◆ Problem description ◆
Using the match report below on Spain's 7-0 win over Costa Rica, decide whether each statement agrees with it. Answer yes or no and quote the deciding words. 1. One of Spain's early goals came from a penalty. 2. Costa Rica managed one shot attempt in the game. 3. Gavi's volley went in off the outside of the post.

Document excerpt Start Marker

A dominant Spain recorded the biggest win of the World Cup so far, defeating a lackluster Costa Rica 7-0.
Spain started quickly, with midfielders Pedri and Gavi causing problems for the Costa Rica defenders. Goals from Olmo, Ascensio and a penalty by Ferran Torres all but ended the game around the half-hour mark.
Even though they were in cruise control for the majority of the second half, the Spaniards still added four more to their total, a sublime finish from Gavi the highlight. Arriving untracked at the edge of the box, the Barcelona man timed a perfect volley with the outside of his boot, the ball clipping the inside of the post on its way into the bottom corner.
Spain came into the game as heavy favorites but will hope their commanding victory makes a statement about their intentions for the rest of the tournament.
Expected Goals (xG): Spain 3.37, Costa Rica 0
Costa Rica became the first side not to record a shot attempt in a World Cup game since Italia '90, and they never looked likely to. Their few ventures into their opponent’s final third were immediately thwarted by a solid, if unchallenged, defense. Meanwhile, Spain outscored their xG, clinically converting seven of their 17 shots.

Document excerpt End Marker
Given data Start Marker

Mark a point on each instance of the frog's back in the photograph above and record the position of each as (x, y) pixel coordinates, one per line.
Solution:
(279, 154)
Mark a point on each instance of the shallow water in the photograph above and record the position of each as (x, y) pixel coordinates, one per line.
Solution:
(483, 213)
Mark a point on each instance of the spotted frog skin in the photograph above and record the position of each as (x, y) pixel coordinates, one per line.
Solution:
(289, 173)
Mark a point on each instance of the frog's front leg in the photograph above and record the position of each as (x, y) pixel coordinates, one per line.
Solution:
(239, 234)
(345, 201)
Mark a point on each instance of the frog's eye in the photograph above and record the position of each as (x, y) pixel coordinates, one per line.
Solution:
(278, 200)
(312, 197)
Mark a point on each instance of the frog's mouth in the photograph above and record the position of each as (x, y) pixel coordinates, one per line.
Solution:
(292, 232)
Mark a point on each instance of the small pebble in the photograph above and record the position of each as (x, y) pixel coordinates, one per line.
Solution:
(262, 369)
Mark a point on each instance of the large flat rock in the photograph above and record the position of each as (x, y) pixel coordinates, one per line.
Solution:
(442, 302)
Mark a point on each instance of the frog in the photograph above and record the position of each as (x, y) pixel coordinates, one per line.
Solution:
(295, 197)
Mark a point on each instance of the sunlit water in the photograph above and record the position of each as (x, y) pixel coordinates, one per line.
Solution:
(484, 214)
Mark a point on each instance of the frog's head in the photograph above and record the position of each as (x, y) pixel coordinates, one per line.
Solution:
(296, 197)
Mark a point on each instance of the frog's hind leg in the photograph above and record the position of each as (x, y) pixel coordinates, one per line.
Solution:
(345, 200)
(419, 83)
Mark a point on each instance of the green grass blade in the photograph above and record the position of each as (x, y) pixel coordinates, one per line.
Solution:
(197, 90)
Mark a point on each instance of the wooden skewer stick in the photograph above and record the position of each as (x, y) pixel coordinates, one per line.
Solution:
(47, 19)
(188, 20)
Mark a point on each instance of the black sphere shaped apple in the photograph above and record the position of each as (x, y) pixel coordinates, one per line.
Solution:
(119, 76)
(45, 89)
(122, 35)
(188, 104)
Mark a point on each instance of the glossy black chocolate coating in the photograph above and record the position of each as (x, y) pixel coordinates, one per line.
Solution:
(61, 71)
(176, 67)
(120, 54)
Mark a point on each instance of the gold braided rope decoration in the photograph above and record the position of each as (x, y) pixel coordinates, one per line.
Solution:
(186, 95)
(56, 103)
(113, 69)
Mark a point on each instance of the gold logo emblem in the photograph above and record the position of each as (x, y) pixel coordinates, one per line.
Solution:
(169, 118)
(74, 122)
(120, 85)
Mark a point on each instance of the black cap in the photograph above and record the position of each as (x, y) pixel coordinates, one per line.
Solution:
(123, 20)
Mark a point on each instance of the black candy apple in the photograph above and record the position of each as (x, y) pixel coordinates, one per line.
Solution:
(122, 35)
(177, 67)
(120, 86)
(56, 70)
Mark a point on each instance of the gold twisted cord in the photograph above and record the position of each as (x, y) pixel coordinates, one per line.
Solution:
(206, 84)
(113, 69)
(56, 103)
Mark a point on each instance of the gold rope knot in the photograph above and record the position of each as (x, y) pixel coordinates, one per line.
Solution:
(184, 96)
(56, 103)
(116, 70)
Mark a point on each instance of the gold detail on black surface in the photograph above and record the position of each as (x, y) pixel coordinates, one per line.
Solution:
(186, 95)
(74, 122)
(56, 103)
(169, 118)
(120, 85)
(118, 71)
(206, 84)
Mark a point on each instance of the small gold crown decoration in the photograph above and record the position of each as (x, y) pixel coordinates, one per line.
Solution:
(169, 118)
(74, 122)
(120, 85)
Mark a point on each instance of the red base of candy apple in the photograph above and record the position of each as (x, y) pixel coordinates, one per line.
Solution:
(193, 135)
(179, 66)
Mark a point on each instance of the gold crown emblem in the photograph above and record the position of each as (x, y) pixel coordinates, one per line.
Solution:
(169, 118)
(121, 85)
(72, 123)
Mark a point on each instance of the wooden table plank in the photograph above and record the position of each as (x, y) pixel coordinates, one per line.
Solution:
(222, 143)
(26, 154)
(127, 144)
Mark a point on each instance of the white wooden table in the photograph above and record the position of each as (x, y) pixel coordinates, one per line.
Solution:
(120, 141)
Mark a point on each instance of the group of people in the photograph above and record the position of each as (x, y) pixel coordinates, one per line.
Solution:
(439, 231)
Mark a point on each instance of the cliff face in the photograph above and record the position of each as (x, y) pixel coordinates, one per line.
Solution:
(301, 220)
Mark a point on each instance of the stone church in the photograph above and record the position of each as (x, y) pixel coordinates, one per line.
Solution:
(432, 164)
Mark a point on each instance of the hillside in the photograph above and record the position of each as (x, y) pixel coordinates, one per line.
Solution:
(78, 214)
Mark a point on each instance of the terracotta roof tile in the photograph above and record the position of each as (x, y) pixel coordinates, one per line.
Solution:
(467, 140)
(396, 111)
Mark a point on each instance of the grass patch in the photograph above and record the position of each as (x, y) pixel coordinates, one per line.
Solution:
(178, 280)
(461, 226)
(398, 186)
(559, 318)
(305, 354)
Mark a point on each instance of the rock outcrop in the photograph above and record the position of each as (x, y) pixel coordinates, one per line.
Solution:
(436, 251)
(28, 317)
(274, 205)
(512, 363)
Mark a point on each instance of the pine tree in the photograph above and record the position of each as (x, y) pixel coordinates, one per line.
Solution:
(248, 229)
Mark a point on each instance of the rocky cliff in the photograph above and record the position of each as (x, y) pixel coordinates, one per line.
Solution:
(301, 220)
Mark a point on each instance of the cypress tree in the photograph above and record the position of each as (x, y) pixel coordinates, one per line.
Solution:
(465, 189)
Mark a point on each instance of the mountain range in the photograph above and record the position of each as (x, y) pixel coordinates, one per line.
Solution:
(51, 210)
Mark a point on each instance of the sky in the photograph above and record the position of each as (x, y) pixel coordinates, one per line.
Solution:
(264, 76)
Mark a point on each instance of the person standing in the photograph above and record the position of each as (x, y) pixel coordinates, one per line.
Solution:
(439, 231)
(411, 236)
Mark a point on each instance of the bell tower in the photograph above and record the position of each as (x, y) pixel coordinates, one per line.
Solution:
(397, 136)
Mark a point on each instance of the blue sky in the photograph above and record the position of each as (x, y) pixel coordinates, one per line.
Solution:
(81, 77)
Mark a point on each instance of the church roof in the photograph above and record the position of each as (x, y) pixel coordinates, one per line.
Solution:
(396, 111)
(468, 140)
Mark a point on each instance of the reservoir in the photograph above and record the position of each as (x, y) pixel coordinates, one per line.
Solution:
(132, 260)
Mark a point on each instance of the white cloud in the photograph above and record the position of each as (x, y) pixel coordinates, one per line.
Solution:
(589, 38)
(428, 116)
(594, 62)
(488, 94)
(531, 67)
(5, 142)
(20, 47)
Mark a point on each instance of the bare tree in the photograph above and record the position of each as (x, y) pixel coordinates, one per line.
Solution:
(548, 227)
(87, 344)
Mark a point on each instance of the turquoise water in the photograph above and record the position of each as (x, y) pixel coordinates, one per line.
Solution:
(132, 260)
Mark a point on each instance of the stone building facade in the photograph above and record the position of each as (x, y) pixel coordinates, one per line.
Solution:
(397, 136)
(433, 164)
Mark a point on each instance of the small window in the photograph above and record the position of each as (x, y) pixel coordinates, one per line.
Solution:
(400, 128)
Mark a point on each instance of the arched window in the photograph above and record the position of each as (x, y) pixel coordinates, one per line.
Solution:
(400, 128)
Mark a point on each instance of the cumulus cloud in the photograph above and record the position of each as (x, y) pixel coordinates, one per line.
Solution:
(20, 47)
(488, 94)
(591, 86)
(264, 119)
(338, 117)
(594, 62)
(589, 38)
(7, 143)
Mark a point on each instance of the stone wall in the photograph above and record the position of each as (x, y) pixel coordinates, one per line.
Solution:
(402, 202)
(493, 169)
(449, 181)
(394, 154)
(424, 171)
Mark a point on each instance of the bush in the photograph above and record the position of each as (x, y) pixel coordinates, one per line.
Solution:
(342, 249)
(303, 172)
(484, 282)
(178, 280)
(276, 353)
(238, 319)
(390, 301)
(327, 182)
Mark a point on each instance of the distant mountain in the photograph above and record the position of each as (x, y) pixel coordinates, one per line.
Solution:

Given data End Marker

◆ Response to this exercise ◆
1. Yes: "a penalty by Ferran Torres"
2. No: "Costa Rica became the first side not to record a shot attempt in a World Cup game since Italia '90"
3. No: "the ball clipping the inside of the post on its way into the bottom corner"